The TL;DR version of this post.

Wait…this is it?

When I started Kyle’s Korner back in 2016, I originally intended to devote a ton of coverage to my Nintendo obsession, reviewing and discussing the hottest games of the day. Fast forward to today, and I’m cranking out 100+ music reviews a year with an ever-shrinking sliver of time dedicated to gaming. The issue, of course, is financial: Songs can be listened to for free on YouTube, but most games require you to pony up a decent chunk of cash before you can try them out. This was the biggest issue I ran into in 2018: There just weren’t that many games that caught my eye and demanded that I open my wallet.

So what happened? The issue seems to be that Nintendo made some strategic decisions this year that did not match my playing style at all. Two in particular stand out:

  • Continued Wii U ports. Given the Wii U’s paltry sales numbers, Nintendo decided to keep milking the console’s game library to support the Switch. As a proud Wii U owner, however, that meant that a lot of Nintendo’s releases were either games I’d already played before (Captain Toad: Treasure Tracker, next year’s New Super Mario Bros. U Deluxe) or games I wasn’t interested enough to try out the first time around (Donkey Kong Country: Tropical Freeze).
  •  Focus on local multiplayer. Nintendo’s new releases this year, on the other hand, seem to be primarily focused on multiplayer experiences. Unfortunately, their spotty track record with online play continues unbated: Super Mario Tennis Aces took several months to iron out the online kinks, Super Mario Party doesn’t have much of an online mode at all, and now Super Smash Bros. Ultimate is plagued by horrible input lag. Simply put, most of Nintendo’s multiplayer content, and even some of its single-player content (looking at you, Kirby Star Allies) is best enjoyed   by a bunch of friends sitting on the same couch. That’s all well and good, but when all your local gaming friends scattered to the wind over a decade ago as mine did, it doesn’t leave you with a whole lot.

What all this ranting boils down to is that I bought a whole three new games this year (on top of a few classic 3DS releases), which makes it really hard to put together a yearly Top 5 list! Thankfully, a small tweak to my usual rules to make DLC released this year eligible helps with both quantity and quality, and at least makes the list half-decent in the end.

But that’s enough rambling. Bring out the envelopes already!

#5: Pokémon Let’s Go! Eevee (Nintendo Switch)

As much as I love Pokémon, I expected a lot more from its debut on the Switch. The game just lacked the level of polish I expect from a Nintendo first-party title: The performance issues I suffered through in Pokémon Moon were still present (and don’t even me started on the awful motion controls), features that didn’t match the game’s tone were included while others that did were restricted or omitted completely, and the online modes felt incredibly random (again, the game felt geared towards local multiplayer rather than online play).

The usual Pokémon charm is still here, and seeing battles in true HD was neat for a while, but after so many trips through the Kanto region, there just wasn’t enough here to keep my interest. I vastly preferred this summer’s Nuzlocke run of Pokémon FireRed over this title, and if it weren’t for the lack of games that were eligible for this list, I wouldn’t have included it here at all.

Image from IGN

#4: Donkey Kong Adventure, Mario + Rabbids Kingdom Battle (Nintendo Switch)

+++

_Work to do_
[A] Answer these about the post:
(i) In what year was Kyle's Korner started?
(ii) Which game does the post say is plagued by horrible input lag?
(iii) Which game did the writer vastly prefer to the #5 pick?
[B] Copy everything in the post from "What all this" down to "Go! Eevee (Nintendo Switch)", swapping "DLC" for "downloadable content".

_Supplied information_
+++

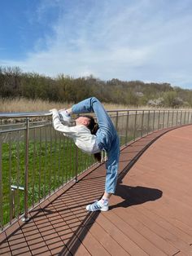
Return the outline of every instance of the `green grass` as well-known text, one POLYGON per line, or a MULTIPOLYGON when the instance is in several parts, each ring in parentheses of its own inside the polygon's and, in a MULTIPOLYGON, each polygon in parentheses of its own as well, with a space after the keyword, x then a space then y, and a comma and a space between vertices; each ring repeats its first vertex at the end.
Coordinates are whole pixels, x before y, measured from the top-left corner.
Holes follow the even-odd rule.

+++

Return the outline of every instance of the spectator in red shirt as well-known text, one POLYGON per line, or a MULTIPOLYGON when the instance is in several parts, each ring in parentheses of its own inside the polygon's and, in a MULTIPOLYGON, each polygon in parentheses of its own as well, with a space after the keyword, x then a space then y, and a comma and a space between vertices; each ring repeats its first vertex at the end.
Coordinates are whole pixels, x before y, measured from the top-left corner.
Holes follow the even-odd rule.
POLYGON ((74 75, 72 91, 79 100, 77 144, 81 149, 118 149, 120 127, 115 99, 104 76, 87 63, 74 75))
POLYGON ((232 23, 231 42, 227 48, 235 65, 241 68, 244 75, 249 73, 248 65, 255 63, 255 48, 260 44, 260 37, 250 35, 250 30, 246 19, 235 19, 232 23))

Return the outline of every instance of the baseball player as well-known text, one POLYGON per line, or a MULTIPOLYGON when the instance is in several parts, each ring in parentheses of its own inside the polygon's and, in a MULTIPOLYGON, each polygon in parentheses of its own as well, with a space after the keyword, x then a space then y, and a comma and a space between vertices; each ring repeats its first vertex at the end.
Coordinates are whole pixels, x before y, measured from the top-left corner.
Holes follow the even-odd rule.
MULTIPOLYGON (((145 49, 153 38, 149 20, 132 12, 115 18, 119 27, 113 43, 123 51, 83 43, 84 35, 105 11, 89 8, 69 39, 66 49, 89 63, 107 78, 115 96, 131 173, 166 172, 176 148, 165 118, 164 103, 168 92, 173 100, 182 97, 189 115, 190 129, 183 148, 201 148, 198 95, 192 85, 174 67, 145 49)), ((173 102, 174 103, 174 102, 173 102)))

+++

_Expected results_
[A]
(i) 2016
(ii) Super Smash Bros. Ultimate
(iii) Pokémon FireRed, played as a Nuzlocke run that summer

[B]
What all this ranting boils down to is that I bought a whole three new games this year (on top of a few classic 3DS releases), which makes it really hard to put together a yearly Top 5 list! Thankfully, a small tweak to my usual rules to make downloadable content released this year eligible helps with both quantity and quality, and at least makes the list half-decent in the end.

But that’s enough rambling. Bring out the envelopes already!

#5: Pokémon Let’s Go! Eevee (Nintendo Switch)